Entries for pointing and labeling
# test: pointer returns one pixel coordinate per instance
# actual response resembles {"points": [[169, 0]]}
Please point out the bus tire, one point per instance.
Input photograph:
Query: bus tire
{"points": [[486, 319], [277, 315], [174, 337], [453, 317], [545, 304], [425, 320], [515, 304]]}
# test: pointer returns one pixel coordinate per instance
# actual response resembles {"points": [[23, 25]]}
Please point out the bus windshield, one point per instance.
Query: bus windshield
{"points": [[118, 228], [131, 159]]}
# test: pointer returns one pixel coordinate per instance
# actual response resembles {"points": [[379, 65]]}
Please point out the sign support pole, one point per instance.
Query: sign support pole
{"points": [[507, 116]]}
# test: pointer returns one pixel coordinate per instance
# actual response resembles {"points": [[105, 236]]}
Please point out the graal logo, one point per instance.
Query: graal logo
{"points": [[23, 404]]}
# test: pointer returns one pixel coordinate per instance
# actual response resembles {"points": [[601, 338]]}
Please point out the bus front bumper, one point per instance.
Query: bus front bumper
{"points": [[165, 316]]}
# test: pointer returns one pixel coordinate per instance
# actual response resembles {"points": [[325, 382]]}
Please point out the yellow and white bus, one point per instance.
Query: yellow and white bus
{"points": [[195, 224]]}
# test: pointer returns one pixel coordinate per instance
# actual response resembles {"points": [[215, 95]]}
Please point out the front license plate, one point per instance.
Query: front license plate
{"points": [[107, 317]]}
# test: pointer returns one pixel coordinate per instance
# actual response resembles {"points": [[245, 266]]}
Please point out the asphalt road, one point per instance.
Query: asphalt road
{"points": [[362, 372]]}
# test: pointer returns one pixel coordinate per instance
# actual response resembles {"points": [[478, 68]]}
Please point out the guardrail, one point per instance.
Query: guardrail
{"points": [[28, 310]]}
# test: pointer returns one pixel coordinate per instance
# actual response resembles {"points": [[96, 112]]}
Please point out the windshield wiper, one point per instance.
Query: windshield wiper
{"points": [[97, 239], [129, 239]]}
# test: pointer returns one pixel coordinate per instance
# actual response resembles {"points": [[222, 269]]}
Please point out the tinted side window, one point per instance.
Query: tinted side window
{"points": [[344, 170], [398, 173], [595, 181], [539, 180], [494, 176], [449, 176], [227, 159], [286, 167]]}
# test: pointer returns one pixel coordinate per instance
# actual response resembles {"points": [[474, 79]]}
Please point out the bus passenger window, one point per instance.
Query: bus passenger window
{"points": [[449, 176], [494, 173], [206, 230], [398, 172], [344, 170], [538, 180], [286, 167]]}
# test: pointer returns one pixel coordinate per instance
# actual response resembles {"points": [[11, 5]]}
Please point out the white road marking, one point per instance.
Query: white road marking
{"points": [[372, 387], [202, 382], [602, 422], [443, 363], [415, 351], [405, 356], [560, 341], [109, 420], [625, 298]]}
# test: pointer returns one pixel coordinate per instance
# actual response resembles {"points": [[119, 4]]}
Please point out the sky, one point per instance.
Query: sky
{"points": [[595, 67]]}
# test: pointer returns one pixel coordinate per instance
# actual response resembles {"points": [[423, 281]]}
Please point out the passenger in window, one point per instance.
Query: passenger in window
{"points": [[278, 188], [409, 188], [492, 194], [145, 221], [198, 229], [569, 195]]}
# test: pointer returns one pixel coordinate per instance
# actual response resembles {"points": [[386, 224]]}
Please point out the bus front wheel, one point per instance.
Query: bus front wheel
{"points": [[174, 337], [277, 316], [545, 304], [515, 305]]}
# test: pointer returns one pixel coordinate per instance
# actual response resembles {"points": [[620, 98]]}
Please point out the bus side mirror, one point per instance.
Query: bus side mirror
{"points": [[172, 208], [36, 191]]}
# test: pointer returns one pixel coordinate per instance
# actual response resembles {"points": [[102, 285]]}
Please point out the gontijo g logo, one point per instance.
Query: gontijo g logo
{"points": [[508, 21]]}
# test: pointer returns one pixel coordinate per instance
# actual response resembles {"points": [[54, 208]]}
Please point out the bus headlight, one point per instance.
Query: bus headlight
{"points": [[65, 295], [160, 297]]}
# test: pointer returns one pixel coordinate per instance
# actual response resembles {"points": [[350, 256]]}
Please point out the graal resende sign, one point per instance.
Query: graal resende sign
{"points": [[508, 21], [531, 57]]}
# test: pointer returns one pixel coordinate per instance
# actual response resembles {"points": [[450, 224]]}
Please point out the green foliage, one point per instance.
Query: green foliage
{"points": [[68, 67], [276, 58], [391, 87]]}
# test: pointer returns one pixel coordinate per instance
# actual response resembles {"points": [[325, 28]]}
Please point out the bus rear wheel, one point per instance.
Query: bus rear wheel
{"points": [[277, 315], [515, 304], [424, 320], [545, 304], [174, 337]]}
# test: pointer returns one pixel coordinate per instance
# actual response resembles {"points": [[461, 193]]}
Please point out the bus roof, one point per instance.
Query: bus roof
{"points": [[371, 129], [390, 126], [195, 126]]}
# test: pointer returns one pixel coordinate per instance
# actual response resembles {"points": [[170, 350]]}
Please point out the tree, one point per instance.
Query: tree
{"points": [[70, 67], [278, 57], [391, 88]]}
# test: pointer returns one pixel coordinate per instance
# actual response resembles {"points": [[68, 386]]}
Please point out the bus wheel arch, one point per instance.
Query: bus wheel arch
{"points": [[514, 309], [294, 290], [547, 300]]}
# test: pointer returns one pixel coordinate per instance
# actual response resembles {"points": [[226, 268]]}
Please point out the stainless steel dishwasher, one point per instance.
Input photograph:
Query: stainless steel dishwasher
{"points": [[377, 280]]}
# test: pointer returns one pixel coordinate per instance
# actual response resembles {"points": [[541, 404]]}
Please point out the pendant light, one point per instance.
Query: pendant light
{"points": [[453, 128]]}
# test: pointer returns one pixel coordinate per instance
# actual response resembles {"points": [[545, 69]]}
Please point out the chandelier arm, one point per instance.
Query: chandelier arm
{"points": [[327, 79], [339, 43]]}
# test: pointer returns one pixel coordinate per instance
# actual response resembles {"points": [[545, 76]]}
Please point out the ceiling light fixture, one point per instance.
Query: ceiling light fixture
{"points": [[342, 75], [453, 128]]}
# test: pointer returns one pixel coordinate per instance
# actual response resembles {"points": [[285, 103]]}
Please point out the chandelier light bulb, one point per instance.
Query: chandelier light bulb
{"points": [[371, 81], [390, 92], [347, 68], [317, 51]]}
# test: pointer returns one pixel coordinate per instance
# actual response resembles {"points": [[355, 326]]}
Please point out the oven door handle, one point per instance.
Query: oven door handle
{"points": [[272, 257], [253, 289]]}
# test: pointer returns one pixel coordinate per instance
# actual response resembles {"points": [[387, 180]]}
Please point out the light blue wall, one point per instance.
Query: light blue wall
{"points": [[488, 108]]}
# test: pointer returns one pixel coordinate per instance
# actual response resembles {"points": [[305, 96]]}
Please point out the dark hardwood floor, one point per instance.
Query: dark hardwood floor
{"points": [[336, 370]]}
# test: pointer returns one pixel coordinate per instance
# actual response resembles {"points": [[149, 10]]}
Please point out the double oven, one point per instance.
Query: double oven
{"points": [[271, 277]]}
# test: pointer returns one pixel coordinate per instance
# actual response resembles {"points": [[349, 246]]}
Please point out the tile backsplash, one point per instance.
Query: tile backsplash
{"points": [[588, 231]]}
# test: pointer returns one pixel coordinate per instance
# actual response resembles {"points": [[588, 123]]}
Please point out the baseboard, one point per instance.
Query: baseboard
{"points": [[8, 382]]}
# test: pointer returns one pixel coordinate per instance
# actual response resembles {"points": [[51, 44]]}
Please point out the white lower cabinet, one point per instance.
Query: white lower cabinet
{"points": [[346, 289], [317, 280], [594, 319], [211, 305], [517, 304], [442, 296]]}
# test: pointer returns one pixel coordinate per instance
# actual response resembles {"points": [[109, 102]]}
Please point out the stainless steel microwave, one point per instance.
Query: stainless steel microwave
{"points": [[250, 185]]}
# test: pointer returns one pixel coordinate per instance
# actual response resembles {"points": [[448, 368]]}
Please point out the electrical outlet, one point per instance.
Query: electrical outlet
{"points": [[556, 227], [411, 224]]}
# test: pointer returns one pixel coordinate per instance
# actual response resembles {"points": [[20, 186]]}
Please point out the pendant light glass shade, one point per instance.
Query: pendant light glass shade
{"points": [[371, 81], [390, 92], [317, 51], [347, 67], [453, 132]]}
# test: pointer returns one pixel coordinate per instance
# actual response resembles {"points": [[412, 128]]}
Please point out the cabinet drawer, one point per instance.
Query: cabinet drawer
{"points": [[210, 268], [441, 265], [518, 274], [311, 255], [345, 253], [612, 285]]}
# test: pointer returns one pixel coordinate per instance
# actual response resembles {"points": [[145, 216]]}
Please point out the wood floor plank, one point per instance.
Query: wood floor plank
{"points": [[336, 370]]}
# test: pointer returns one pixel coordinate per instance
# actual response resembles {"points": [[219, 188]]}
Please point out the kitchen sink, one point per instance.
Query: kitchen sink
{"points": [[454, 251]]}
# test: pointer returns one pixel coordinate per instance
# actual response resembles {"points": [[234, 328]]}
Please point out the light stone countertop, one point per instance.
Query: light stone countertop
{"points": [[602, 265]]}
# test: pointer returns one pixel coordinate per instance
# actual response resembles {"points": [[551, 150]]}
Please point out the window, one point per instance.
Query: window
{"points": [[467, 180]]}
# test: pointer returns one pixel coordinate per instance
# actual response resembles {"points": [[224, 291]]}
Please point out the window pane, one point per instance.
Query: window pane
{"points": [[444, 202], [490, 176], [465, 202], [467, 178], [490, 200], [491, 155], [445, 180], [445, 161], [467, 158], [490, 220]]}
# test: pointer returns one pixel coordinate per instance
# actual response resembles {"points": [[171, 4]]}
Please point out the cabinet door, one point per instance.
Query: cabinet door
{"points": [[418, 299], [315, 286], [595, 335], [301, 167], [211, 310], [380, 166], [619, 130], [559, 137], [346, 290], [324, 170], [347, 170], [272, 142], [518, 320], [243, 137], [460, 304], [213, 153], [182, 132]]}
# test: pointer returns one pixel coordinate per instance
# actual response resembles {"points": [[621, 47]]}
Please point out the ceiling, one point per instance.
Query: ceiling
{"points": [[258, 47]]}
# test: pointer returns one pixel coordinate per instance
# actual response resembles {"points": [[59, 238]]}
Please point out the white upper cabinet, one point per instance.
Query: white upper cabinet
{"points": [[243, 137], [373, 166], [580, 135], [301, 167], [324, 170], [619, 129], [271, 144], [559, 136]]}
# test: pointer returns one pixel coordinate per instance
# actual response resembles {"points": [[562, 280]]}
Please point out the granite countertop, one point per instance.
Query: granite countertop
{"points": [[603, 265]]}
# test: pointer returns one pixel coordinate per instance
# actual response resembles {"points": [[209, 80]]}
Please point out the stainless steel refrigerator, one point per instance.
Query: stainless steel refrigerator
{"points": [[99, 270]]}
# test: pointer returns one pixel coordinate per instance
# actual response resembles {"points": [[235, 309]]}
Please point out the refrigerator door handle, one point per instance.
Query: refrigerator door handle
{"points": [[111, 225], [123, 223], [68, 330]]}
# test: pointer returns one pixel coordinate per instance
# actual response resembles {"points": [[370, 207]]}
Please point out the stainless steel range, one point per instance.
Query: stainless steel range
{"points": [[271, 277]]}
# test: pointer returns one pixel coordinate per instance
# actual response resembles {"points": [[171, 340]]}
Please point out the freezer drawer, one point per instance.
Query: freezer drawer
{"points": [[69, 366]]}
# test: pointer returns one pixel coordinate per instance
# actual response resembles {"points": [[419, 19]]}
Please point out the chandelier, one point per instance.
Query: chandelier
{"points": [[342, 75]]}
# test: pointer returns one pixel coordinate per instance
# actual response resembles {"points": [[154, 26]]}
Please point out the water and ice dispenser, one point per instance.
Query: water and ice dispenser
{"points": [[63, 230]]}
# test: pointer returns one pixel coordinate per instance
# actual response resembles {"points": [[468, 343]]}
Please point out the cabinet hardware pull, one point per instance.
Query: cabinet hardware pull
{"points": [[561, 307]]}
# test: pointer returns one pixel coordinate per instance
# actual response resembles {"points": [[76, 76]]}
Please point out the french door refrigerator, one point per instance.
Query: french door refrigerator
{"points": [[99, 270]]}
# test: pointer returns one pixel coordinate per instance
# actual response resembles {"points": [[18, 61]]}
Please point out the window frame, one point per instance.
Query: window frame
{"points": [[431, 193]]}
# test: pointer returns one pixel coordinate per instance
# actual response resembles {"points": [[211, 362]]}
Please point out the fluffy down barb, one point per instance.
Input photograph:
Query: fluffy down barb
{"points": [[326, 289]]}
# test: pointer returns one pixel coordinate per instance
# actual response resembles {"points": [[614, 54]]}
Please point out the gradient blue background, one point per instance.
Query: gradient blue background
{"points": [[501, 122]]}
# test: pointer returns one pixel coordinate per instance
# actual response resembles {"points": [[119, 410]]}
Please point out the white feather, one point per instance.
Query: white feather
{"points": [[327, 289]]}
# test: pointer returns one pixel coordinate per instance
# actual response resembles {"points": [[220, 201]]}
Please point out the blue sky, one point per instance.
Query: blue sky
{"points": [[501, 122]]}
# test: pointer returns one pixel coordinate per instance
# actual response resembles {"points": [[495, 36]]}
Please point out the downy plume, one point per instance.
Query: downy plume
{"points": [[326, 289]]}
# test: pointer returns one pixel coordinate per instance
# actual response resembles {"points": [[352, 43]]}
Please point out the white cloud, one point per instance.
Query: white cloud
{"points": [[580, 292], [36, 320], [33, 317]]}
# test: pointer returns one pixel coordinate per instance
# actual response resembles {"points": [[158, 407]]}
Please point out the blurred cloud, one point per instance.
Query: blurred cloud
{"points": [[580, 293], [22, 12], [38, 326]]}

_What needs to be done_:
List every line of the records above that contains the string "pendant", treating uppercase and lowercase letters as distinct.

_Solution below_:
Please point out the pendant light, one point per instance.
Query: pendant light
Please point out the pendant light glass shade, one point per instance.
Query: pendant light glass shade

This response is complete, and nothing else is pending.